_STATED TASK_. Return the entries verbatim and drop every picture.

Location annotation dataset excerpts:
**********

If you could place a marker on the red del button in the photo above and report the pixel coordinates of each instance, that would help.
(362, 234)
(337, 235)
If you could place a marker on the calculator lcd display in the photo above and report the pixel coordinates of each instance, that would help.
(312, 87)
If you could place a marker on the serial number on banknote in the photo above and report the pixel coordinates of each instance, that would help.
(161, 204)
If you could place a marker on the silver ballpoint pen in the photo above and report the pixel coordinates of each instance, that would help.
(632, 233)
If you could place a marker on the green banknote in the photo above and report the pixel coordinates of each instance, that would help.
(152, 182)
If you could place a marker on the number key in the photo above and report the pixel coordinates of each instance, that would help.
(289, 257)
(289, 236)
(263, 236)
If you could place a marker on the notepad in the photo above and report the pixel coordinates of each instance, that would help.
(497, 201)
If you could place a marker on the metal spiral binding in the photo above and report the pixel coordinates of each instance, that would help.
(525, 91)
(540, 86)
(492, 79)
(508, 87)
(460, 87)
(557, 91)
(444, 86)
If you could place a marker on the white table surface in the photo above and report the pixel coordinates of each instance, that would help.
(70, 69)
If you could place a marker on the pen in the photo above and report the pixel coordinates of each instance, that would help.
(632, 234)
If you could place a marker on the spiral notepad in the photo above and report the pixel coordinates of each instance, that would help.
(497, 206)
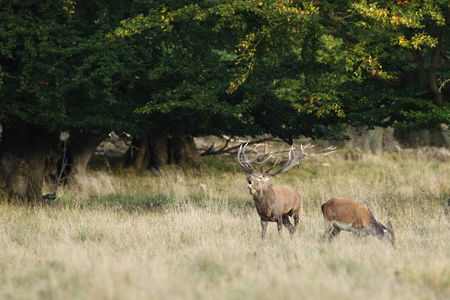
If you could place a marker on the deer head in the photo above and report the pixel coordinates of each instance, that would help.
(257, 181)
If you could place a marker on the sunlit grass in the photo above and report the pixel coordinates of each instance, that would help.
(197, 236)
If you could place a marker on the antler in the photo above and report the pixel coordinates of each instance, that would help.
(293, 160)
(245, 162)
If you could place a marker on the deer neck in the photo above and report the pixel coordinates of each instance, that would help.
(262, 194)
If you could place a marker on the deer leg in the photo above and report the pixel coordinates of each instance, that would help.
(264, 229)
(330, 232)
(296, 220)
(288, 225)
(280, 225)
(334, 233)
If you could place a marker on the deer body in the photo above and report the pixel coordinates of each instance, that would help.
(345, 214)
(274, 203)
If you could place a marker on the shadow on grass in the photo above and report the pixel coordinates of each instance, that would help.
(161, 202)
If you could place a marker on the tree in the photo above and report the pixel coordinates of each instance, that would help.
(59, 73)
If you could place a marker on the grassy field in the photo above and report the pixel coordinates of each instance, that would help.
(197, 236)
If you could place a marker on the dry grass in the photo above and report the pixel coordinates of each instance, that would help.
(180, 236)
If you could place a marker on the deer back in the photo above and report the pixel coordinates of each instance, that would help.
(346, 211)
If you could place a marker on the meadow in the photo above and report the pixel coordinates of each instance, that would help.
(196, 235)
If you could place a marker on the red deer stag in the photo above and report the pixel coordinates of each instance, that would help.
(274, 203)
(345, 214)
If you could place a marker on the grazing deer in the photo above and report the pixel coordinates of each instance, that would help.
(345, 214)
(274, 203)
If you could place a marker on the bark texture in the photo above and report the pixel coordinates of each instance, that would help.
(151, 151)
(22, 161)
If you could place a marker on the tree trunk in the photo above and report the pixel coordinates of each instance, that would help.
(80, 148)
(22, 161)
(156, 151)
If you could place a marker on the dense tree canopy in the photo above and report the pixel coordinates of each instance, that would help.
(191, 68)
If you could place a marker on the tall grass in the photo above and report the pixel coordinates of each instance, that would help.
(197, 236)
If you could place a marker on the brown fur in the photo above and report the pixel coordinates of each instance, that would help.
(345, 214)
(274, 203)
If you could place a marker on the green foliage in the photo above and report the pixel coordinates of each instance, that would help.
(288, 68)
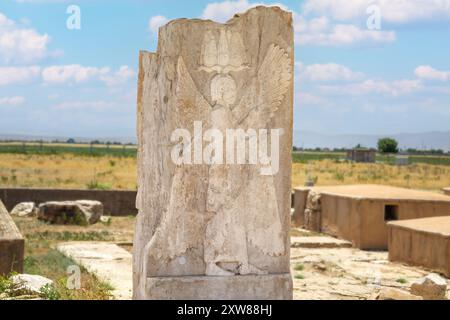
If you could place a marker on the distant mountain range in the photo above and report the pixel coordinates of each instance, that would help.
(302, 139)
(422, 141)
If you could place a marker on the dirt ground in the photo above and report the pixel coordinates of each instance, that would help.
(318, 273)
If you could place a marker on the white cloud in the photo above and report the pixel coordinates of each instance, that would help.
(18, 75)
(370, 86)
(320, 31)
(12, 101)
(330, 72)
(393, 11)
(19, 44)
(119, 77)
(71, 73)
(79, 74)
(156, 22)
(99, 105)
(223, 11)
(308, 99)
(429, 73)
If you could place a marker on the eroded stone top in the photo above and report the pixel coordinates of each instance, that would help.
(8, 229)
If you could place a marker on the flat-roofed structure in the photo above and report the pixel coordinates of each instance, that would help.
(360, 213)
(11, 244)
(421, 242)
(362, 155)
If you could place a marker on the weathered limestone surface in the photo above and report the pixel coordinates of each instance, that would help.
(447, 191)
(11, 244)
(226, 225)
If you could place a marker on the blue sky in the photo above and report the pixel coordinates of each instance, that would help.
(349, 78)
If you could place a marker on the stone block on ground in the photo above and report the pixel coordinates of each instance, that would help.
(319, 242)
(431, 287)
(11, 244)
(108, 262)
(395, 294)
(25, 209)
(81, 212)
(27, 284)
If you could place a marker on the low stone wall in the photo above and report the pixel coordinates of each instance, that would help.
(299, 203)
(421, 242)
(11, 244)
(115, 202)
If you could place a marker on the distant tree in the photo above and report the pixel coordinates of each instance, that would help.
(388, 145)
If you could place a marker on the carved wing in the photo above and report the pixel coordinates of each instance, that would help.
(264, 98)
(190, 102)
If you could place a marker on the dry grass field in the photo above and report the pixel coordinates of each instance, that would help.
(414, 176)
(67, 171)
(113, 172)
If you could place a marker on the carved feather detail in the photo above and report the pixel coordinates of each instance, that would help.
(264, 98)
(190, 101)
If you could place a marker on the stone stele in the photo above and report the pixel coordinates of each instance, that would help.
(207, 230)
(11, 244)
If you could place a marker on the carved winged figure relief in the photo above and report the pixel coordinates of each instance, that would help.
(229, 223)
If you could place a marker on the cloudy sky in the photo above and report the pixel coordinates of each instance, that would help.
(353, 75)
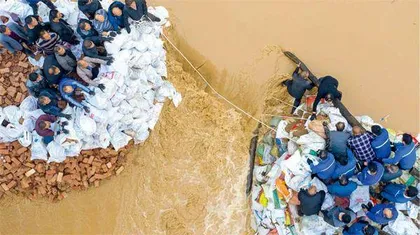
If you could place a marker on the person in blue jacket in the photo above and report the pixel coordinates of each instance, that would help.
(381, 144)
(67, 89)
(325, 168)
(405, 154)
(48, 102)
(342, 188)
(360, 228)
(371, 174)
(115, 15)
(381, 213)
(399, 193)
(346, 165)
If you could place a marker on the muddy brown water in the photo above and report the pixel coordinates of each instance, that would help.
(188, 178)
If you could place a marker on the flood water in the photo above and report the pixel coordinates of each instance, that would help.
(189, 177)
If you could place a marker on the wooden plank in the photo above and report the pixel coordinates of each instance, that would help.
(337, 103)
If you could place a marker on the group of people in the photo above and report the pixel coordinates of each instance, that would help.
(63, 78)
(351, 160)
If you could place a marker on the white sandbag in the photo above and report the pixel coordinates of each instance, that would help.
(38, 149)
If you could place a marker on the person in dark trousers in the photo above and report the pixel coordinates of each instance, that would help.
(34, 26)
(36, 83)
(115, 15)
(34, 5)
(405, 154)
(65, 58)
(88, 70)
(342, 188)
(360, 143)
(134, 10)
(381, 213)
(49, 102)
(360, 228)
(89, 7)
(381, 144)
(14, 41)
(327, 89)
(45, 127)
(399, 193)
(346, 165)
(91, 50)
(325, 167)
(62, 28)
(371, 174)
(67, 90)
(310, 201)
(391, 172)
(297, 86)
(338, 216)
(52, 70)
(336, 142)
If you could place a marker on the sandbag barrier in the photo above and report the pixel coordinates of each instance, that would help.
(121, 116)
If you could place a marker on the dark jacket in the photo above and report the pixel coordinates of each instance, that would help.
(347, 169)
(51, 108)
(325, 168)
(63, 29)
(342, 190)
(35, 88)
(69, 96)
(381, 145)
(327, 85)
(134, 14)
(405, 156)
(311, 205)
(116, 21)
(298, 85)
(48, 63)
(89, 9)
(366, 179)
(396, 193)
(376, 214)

**********

_REPLY_.
If you could place a marker on the red del button in the photo above and report the pixel coordinates of each instance, that would help.
(362, 234)
(337, 235)
If you could place a marker on the calculator lcd display in the photo above and report the pixel coordinates of each instance, that would help.
(312, 87)
If you could place a marker on the serial number on banknote in the photo above and report the pixel coordinates of each instance, that would help.
(161, 204)
If you could place a marker on the silver ballpoint pen in the photo above and report the pixel coordinates of each instance, that would help.
(632, 233)
If you could place a marker on the green banknote in the photo above and report the pixel coordinates of each instance, that would help.
(152, 182)
If you could place a marker on the number key in the photo above and report the pixel coordinates of each instance, that would help.
(289, 257)
(289, 236)
(263, 236)
If you could place a marker on the notepad in the photo above and report the pixel coordinates of each instance, that would help.
(497, 201)
If you could place a marker on the metal spiral binding in the photo above and report the pixel coordinates of each instance, that would help.
(525, 91)
(540, 86)
(492, 79)
(508, 87)
(460, 87)
(557, 91)
(444, 86)
If you could place a marker on the white table surface in the photo above and report the pixel coordinates of each instance, that would help.
(70, 69)
If you could place a marker on the pen in the photo above and report the pixel coordinates of each instance, that would help.
(632, 234)
If you could place a marker on the spiral notepad in the photo above and report the pixel coordinates of each instance, that would help.
(497, 206)
If you could place a marker on the deer head in the photo above and report the pixel coordinates of each instance, that would help.
(257, 181)
If you could place a marker on the sunlit grass in the photo above and report the pixel coordinates of each instance, that would help.
(197, 236)
If you could place a marker on the antler in the photo above and report the pixel coordinates of each instance, that would help.
(293, 160)
(245, 162)
If you could place a marker on the deer neck in the photo above and report the pixel coordinates of each instance, that would help.
(262, 194)
If you could place a marker on the deer leg in the photo above and report the pixel coordinates of each instance, that would help.
(264, 229)
(330, 232)
(296, 220)
(288, 225)
(280, 225)
(334, 233)
If you could place a marker on the deer body in the photo above and report the pixel coordinates of each instance, that would help.
(345, 214)
(274, 203)
If you could place a marker on the shadow on grass in the photo above and report the pixel coordinates of each instance, that would help.
(161, 202)
If you could place a marker on the tree in the photo above and report the pixel coordinates of each instance, that would help.
(59, 73)
If you could place a marker on the grassy field in the photo above and report the pixel coordinates of each instance, that would help.
(197, 236)
If you could place a marker on the dry grass in the photo above and report the pixel coordinates of each instance, that would help.
(180, 236)
If you could place a marker on the deer back in the photo above and report the pixel coordinates of each instance, that would help.
(346, 211)
If you could place a marker on the meadow in the photo above and report the pixel coordinates of each instance, that would help.
(196, 235)
If you could place a marker on the red deer stag in the photo above and report the pixel coordinates of each instance, that would help.
(274, 203)
(345, 214)
If you could place a marker on the grazing deer in the photo above and report the pixel coordinates of each instance, that would help.
(345, 214)
(274, 203)
If you could place a marker on the bark texture in the photo above and report the pixel coordinates of each instance, that would help.
(151, 151)
(22, 161)
If you could place a marker on the tree trunk in the photo above and report the pixel coordinates of each instance, that would help.
(80, 148)
(22, 161)
(156, 151)
If you could place a marker on the dense tree canopy in the photo above and report the pixel coordinates of each instance, that would help.
(191, 68)
If you could place a marker on the tall grass in the photo above and report the pixel coordinates of each instance, that would help.
(197, 236)
If you could place a marker on the brown fur in the photo above and report the pixel coordinates of each instance, that would help.
(345, 214)
(274, 203)
If you could place a marker on the green foliage in the photo above and report the pixel coordinates of each instance, that would help.
(288, 68)
If you could place a marker on the distant mountain range in the photo above and report the pixel coordinates of each instance, that would help.
(302, 139)
(422, 141)
If you could place a marker on the dirt ground in the photo above and report the pixel coordinates of each instance, that would help.
(318, 273)
If you could place a marker on the white cloud in the photo above and report the pixel coordinates of each instance, that would help.
(18, 75)
(370, 86)
(320, 31)
(12, 101)
(330, 72)
(393, 11)
(19, 44)
(119, 77)
(71, 73)
(79, 74)
(156, 22)
(99, 105)
(223, 11)
(308, 99)
(429, 73)
If you could place a marker on the eroded stone top in the photo above and report the pixel coordinates of each instance, that would help.
(8, 229)
If you could place a marker on the flat-roofed structure in the photo above and report the pixel coordinates of each instance, that would help.
(360, 213)
(11, 244)
(421, 242)
(362, 155)
If you could place a marker on the weathered limestone surface in the photo above and report the pixel coordinates of each instance, that would help.
(447, 191)
(11, 244)
(226, 225)
If you could place a marker on the blue sky in the photo above and report the pixel coordinates of each instance, that would help.
(349, 78)
If you could place a marker on the stone block on ground in the photo above and report the pixel coordinates of each instance, that would help.
(319, 242)
(431, 287)
(11, 244)
(108, 262)
(395, 294)
(25, 209)
(81, 212)
(27, 284)
If you could place a marker on the low stone wall in the photo above and report the pixel coordinates of each instance, that would help.
(299, 203)
(421, 242)
(11, 244)
(115, 202)
If you could place a marker on the distant tree in the photo above and report the pixel coordinates of each instance, that would help.
(388, 145)
If you could place a marker on the carved wing in the photo above and report the pixel coordinates of each instance, that would help.
(264, 98)
(190, 102)
If you could place a marker on the dry grass field in the photo above and report the pixel coordinates of each instance, that would help.
(414, 176)
(67, 171)
(113, 172)
If you could place a marker on the carved feather detail in the photo above and report the pixel coordinates of each instance, that would help.
(264, 98)
(190, 101)
If you could place a marker on the stone stele in the photo above and report the pixel coordinates of each instance, that would help.
(207, 230)
(11, 244)
If you could place a marker on the carved winged figure relief in the photo above and report the pixel coordinates of each instance, that would help.
(229, 223)
If you could place a marker on the cloudy sky in the photo above and report the pixel coordinates of each instance, that would help.
(353, 75)
If you could place a marker on the person in blue jacket in the photo above and report the pixel coordinates of each instance, that would help.
(381, 144)
(67, 89)
(325, 168)
(405, 154)
(48, 102)
(342, 188)
(360, 228)
(371, 174)
(115, 15)
(381, 213)
(399, 193)
(346, 165)
If you could place a marker on the muddy brown water in the photo above and report the pixel coordinates of each instance, that would help.
(188, 178)
If you could place a marker on the flood water in the photo above and report the pixel coordinates of each instance, that would help.
(189, 177)
If you could place a marker on the wooden plank in the photo above and report the pixel coordinates of each instance, that would help.
(337, 103)
If you could place a marker on the group of people in the photo above and report the pixel coordinates of each instance, that would help.
(63, 78)
(351, 160)
If you could place a marker on the white sandbag in the photo above and report the pixel coordinates of each instance, that would help.
(38, 149)
If you could place a marker on the person in dark trousers in the photo above and report the pixel coordinates of each instance, that would help.
(34, 26)
(36, 83)
(115, 15)
(34, 5)
(405, 154)
(65, 58)
(88, 70)
(342, 188)
(360, 143)
(134, 10)
(381, 213)
(49, 102)
(360, 228)
(89, 7)
(381, 144)
(14, 41)
(327, 89)
(45, 127)
(399, 193)
(346, 165)
(91, 50)
(325, 167)
(62, 28)
(371, 174)
(67, 90)
(310, 201)
(391, 172)
(297, 86)
(338, 216)
(52, 70)
(336, 142)
If you could place a marker on the sandbag barrier in the photo above and report the pixel coordinates of each instance, that would help.
(121, 116)
If you could place a marker on the dark jacket in the photo above and report the pixel coordinates of each instance, that would help.
(347, 169)
(51, 108)
(325, 168)
(63, 29)
(342, 190)
(35, 88)
(69, 96)
(381, 145)
(327, 85)
(134, 14)
(405, 156)
(311, 205)
(116, 21)
(298, 85)
(48, 63)
(89, 9)
(366, 179)
(396, 193)
(376, 214)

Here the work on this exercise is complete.